● YOUR INSTRUCTIONS:
What appears from the first line of the data below through the line containing "Exercise. Tag the green", both included, should be copied exactly, and nothing else.

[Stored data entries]
----------------

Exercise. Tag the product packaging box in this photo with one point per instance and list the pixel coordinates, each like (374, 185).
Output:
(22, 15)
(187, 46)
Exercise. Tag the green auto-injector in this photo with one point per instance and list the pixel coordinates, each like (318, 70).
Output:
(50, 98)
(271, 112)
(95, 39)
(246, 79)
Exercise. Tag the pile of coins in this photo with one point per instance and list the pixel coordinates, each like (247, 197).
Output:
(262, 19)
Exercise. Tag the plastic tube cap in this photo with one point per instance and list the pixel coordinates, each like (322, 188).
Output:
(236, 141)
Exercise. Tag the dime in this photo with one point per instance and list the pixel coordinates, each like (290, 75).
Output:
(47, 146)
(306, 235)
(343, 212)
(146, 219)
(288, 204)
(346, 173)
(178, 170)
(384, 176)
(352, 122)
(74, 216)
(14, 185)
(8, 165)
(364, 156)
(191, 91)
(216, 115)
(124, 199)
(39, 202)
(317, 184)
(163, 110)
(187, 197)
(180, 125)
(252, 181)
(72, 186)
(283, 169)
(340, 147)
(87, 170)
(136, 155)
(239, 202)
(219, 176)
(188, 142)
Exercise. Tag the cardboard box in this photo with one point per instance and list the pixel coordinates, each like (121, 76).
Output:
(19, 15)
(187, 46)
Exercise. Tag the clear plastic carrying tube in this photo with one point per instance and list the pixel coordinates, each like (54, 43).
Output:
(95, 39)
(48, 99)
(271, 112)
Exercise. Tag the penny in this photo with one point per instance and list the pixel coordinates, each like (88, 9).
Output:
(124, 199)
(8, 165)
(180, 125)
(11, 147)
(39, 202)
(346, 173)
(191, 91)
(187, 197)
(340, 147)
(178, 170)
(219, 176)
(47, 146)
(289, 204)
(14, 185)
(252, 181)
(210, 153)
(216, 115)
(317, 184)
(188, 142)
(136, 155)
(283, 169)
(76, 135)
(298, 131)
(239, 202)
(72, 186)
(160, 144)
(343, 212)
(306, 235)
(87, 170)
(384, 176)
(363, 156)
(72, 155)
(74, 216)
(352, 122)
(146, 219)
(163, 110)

----------------

● FINAL ANSWER:
Exercise. Tag the product packaging box in this photo with one point per instance and list the pixel coordinates, each like (374, 185).
Output:
(22, 15)
(187, 46)
Exercise. Tag the green auto-injector in this photo with one point per instance and list the pixel coordinates, each like (318, 70).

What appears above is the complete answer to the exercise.